▸ SET TASK
Everything in the data should be repeated exactly, save for the images.

▸ DATA TO PROCESS
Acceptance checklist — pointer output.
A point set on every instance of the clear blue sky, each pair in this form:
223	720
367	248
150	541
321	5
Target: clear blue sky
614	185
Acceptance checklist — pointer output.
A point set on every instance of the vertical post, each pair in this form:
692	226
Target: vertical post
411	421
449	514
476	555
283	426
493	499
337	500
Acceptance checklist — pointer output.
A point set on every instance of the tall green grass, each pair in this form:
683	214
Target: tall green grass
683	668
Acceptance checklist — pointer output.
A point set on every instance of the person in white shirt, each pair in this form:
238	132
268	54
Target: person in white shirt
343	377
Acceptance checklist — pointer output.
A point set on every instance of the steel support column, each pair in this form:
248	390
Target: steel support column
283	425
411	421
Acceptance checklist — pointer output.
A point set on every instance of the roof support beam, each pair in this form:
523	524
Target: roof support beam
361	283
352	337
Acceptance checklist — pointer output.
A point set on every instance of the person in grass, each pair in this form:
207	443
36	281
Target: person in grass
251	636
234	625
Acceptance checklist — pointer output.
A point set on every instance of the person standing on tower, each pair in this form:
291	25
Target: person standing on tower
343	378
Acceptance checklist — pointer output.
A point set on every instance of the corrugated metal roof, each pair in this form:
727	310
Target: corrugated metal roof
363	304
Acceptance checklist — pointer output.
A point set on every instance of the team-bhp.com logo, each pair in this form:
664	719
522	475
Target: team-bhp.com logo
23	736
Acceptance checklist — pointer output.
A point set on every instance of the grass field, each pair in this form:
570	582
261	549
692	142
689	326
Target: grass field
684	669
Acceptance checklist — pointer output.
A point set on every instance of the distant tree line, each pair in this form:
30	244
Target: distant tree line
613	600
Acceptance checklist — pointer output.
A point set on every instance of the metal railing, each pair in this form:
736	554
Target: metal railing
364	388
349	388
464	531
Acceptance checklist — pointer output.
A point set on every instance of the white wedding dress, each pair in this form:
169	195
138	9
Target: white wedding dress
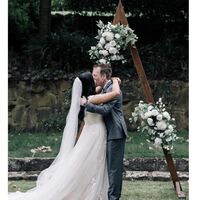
79	172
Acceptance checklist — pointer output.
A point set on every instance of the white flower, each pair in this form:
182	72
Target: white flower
161	125
169	139
113	43
150	122
114	57
100	45
158	125
158	142
102	61
154	112
107	46
104	52
167	132
159	117
102	41
112	50
33	151
108	35
117	36
150	108
166	115
147	114
170	127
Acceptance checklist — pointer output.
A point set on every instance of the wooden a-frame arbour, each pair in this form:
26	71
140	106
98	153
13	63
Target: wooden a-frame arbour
121	18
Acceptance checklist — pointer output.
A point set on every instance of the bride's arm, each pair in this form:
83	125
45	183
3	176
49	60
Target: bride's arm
102	98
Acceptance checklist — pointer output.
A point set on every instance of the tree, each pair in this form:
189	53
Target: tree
45	19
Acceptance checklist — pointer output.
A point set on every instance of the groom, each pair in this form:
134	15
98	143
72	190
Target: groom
116	129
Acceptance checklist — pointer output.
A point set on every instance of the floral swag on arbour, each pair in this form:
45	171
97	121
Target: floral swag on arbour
112	41
157	123
154	120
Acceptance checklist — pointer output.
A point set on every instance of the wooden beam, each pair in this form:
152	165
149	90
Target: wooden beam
121	18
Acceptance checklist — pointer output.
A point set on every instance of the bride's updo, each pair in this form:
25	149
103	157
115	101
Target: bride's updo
88	88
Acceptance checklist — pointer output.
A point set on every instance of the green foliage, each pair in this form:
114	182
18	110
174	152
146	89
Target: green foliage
21	143
21	13
161	9
139	190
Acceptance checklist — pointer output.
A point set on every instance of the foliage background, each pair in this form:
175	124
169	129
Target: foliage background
162	28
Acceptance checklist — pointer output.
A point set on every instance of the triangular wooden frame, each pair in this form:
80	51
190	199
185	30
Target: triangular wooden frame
121	18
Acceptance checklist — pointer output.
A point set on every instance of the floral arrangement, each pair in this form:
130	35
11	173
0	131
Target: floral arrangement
157	123
112	39
43	149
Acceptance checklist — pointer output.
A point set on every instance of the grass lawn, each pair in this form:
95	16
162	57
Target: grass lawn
20	145
132	190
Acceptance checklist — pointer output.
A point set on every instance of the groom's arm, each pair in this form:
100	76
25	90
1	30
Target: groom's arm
101	109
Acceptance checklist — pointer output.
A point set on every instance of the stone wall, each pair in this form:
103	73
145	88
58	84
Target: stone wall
32	102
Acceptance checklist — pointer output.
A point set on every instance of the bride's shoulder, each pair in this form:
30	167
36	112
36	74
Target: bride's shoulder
90	97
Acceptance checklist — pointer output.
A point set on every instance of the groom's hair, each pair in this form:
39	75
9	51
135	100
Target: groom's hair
88	84
104	69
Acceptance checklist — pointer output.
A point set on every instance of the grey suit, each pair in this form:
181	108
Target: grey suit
116	135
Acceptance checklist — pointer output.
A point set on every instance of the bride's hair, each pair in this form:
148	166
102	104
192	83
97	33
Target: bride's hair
88	88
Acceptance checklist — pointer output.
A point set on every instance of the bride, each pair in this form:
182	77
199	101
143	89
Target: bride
79	171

▸ COMPLETE ANSWER
Acceptance checklist — pointer output.
A point set on every instance of the clear blue sky, each pair in this form:
223	720
367	248
150	541
321	5
Target: clear blue sky
614	185
Acceptance checklist — pointer output.
A point set on every instance of the vertical post, each pair in this form:
692	226
Target: vertical post
411	421
449	514
476	555
283	426
493	499
337	500
Acceptance checklist — pointer output.
A point set on every instance of the tall green grass, each pair in this form:
683	214
Target: tall green grass
683	668
Acceptance checklist — pointer output.
A point set on every instance of the person in white shirt, each pair in this form:
238	132
268	54
Target: person in white shirt
343	377
Acceptance checklist — pointer output.
A point set on every instance of the steel support column, each pair in this form:
248	390
Target: steel support column
283	425
411	421
Acceptance checklist — pointer output.
A point set on every instance of the roof support beam, each pair in this form:
523	524
Target: roof support beam
361	283
352	337
Acceptance checklist — pointer output.
A point set on every instance of the person in grass, each pair in this form:
207	443
36	281
Target: person in grass
251	636
234	625
Acceptance checklist — pointer output.
A point set on every instance of the person standing on tower, each pair in this form:
291	25
Target: person standing on tower
343	378
Acceptance checklist — pointer output.
A point set on every instance of the corrugated metal roof, each pair in this form:
727	310
Target: corrugated metal roof
363	304
Acceptance checklist — pointer output.
A point set on every instance of the team-bhp.com logo, each pair in this form:
664	719
522	475
Target: team-bhp.com logo
23	736
Acceptance checklist — pointer output.
A point set on every instance of the grass field, each pair in this form:
570	582
261	549
692	142
689	326
Target: grass field
684	669
Acceptance checklist — pointer output.
A point set on every instance of the distant tree line, each pair in this form:
30	244
Target: distant tree line
613	600
Acceptance checklist — pointer output.
A point set on every instance of the metal railing, each pair in this form:
736	554
Target: metal railing
364	388
349	388
464	531
Acceptance checklist — pointer output.
A point set on every instance of the white wedding dress, each pair in this form:
169	195
138	9
Target: white wedding dress
79	172
Acceptance checklist — pointer output.
A point set on every instance of the white flower, each pair in this form:
182	72
Target: white flower
161	125
169	139
113	43
150	122
114	57
100	45
158	125
158	142
102	61
154	112
107	46
104	52
167	132
159	117
102	41
112	50
33	151
108	35
117	36
150	108
166	115
147	114
170	127
Acceptance checklist — pointer output.
A point set on every instance of the wooden a-frame arbour, each pair in this form:
26	71
140	106
98	153
13	63
Target: wooden a-frame arbour
121	18
Acceptance checklist — pointer output.
A point set on every instance of the bride's arm, each pair in this form:
83	125
45	183
3	176
49	60
Target: bride's arm
102	98
Acceptance checklist — pointer output.
A point set on every instance of the tree, each pair in this form:
189	53
Target: tree
45	19
Acceptance checklist — pointer output.
A point set on every instance of the groom, each pair in this form:
134	15
98	143
72	190
Target: groom
116	129
Acceptance checklist — pointer output.
A point set on every instance of the floral swag on arbour, each pair in this form:
45	171
97	121
Target: floral swag on arbour
112	41
157	123
154	120
Acceptance checklist — pointer output.
A point set on every instance of the wooden beam, each pair in this form:
152	165
149	90
Target: wooden beam
121	18
Acceptance checklist — pointer output.
A point set on every instance of the bride's updo, each pair in this form:
25	149
103	157
115	101
Target: bride's updo
88	88
Acceptance checklist — pointer output.
A point set on every instance of the green foliage, each pair in this form:
114	182
18	110
174	152
146	89
Target: green foliage
21	143
21	13
161	9
139	190
Acceptance checklist — pointer output.
A point set on every instance of the foliage background, each pair in this form:
175	124
169	129
Target: foliage background
162	28
Acceptance checklist — pointer output.
A point set on every instance of the triangular wooden frame, each pair in this form:
80	51
190	199
185	30
Target: triangular wooden frame
121	18
Acceptance checklist — pointer output.
A point set on every instance of the floral arrangement, each pair in this form:
130	35
11	173
0	131
Target: floral arrangement
157	123
112	39
43	149
Acceptance checklist — pointer output.
A point set on every instance of the grass lawn, each pair in this form:
95	16
162	57
Target: grass lawn
20	145
132	190
Acceptance checklist — pointer output.
A point set on every instance of the groom's arm, each pair in this form:
100	76
25	90
1	30
Target: groom's arm
101	109
Acceptance checklist — pointer output.
A point set on every instance of the stone wall, each pair in this form:
103	73
145	88
58	84
Target: stone wall
32	102
Acceptance checklist — pointer output.
A point set on every instance of the bride's shoulder, each pair in this form:
30	167
36	112
36	74
Target: bride's shoulder
90	97
Acceptance checklist — pointer output.
A point set on every instance of the groom's hair, each pair in this form:
39	75
9	51
135	100
Target: groom's hair
88	84
104	69
Acceptance checklist — pointer output.
A point set on every instance of the grey suit, each pair in this form:
181	108
Target: grey suit
116	135
Acceptance checklist — pointer output.
A point set on every instance of the bride's hair, each pair in this form:
148	166
102	104
192	83
97	33
Target: bride's hair
88	88
Acceptance checklist — pointer output.
A point set on every instance of the bride, each pair in this form:
182	77
199	101
143	89
Target: bride
79	171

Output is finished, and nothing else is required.